Suivant la version officielle, le Mexique se trouve sur la bonne voie pour assurer les Objectifs du millénaire pour le développement (OMD) en 2015. Cependant, même si on constate des progrès dans les secteurs de la santé, l’éducation et la réduction de l´extrême pauvreté, il reste encore pas mal d’enjeux à surmonter, à savoir l’inégalité entre les régions qui, par exemple, met en évidence un District Fédéral ayant des taux de développement comparables à ceux des pays européens alors que les états du sud montrent des valeurs semblables à celles des régions les plus pauvres du monde. On a besoin d’une gestion publique adéquate, qui s’occupe des véritables priorités.                                                                                       

Jusqu’au premier semestre 2010, l’information officielle sur l'accomplissement des OMD au Mexique n’était pas mise à jour ; le dernier Rapport des Progrès disponible correspondait  à l’année 2006[2]. Sur la base de l’Enquête sur la Population et le Logement 2005 et d’autres enquêtes de la même année concernant les revenus, les dépenses, l’emploi, la nutrition et la santé, le Gouvernement fédéral de l’époque soulignait les progrès obtenus depuis 1990 sur les volets suivants : réduction de l´extrême pauvreté, réduction de l’analphabétisme, diminution de l’incidence du VIH/SIDA, du paludisme et de la tuberculose, réduction de la mortalité maternelle, amélioration de l’égalité entre les sexes à l’école, et l’accès des familles aux services d’eau potable et d’égouts.

Le rapport signale que certains volets n’ont pas été abordés depuis des années. Par exemple, le manque d’attention vis-à-vis des aspects environnementaux des politiques de développement et le manque d’une politique sociale intégrale dont les programmes n’ont pas été articulés et qui ne prévoient pas non plus d’actions de protection sociale, notamment pour réduire le chômage et d’autres risques collectifs. Le rapport a mis également en évidence que la plus grande partie du budget et des programmes concernait la population employée dans le secteur formel de l’économie et que l’exclusion sociale mettait en risque la consolidation de la démocratie.

» Exercices:
1. D’après l’extrait sur les OMD au Mexique, à quelle année correspondait le dernier Rapport des Progrès disponible jusqu’au premier semestre 2010 ?
2. Rédigez la suite de l’extrait sur les OMD au Mexique, en reprenant après sa dernière phrase.

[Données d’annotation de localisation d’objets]
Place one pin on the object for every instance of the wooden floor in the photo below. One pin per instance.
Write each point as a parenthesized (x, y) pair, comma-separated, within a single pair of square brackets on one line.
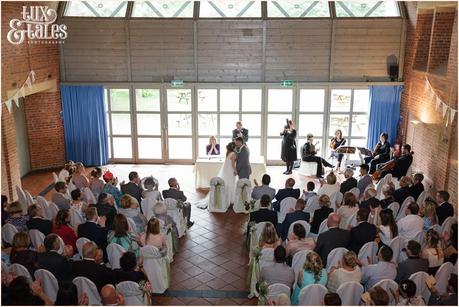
[(211, 265)]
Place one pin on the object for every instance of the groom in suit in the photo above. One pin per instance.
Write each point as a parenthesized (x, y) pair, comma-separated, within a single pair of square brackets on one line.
[(243, 168)]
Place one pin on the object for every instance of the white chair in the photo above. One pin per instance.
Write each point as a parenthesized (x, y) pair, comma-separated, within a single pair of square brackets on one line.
[(334, 256), (350, 293), (37, 238), (419, 278), (243, 195), (285, 205), (442, 276), (114, 253), (312, 295), (156, 268), (133, 296), (369, 249), (48, 282), (218, 201), (20, 270), (85, 285), (8, 232)]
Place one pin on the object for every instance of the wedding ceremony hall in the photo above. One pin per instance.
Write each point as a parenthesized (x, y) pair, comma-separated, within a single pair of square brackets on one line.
[(229, 152)]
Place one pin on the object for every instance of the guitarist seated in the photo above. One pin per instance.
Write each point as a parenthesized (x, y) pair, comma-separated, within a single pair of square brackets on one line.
[(400, 164)]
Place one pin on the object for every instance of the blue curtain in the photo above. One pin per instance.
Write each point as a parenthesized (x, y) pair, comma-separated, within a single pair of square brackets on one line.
[(384, 113), (85, 126)]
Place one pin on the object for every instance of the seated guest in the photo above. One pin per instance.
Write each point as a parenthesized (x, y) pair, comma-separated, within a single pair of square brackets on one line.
[(444, 209), (350, 181), (129, 269), (413, 264), (330, 186), (411, 224), (347, 270), (61, 197), (91, 266), (297, 215), (347, 209), (321, 214), (332, 238), (309, 154), (297, 241), (289, 191), (63, 229), (130, 208), (365, 179), (362, 233), (153, 236), (313, 273), (122, 236), (402, 163), (310, 186), (279, 271), (52, 261), (433, 251), (417, 188), (259, 191), (21, 253), (133, 187), (106, 207), (175, 193), (37, 221), (110, 187), (94, 228), (404, 191), (212, 148)]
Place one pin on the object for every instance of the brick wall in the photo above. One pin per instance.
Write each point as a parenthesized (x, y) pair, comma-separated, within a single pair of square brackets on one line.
[(434, 143), (45, 129)]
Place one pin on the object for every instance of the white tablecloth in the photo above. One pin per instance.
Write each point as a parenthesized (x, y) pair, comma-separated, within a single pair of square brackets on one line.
[(205, 169)]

» Réponses par exercice:
1. À l’année 2006.

2.
Le rapport des Progrès 2006 contient aussi l’évaluation de certains objectifs et d’indicateurs supplémentaires étant considérés plus appropriés et pertinents pour le Mexique en tant que pays aux revenus moyens. Par exemple, en ce qui concerne  l’Objectif 1 qui vise à éradiquer l´ extrême pauvreté et la faim, et sa Cible 1 de « réduire de moitié entre 1990 et 2015 le nombre de personnes dont les revenus n’atteignent pas un dollar par jour », le Gouvernement considère que le pays est sur la bonne voie. Mais compte tenu de l’indicateur de la population ayant des revenus per capita de moins d'un dollar par jour, une nouvelle cible a été ajoutée « au-delà des Objectifs du millénaire », qui consiste à réduire de moitié, entre 1990 et 2015 la proportion de personnes qui souffrent de pauvreté alimentaire, aussi bien en milieu urbain que rural[3].

Inégalité  

Un autre enjeu, l’un des plus importants pour le Mexique, est celui ayant trait à l’inégalité. Le Programme des Nations Unies pour le développement (PNUD) qui depuis 2002 a élaboré des rapports sur le Développement humain au Mexique a enregistré d’énormes différences entre les régions et les 32 entités fédératives du pays en matière de santé, d’éducation et de revenu, bien que le Mexique occupe une place parmi les pays de plus haut niveau suivant l'Indice de développement humain (IDH).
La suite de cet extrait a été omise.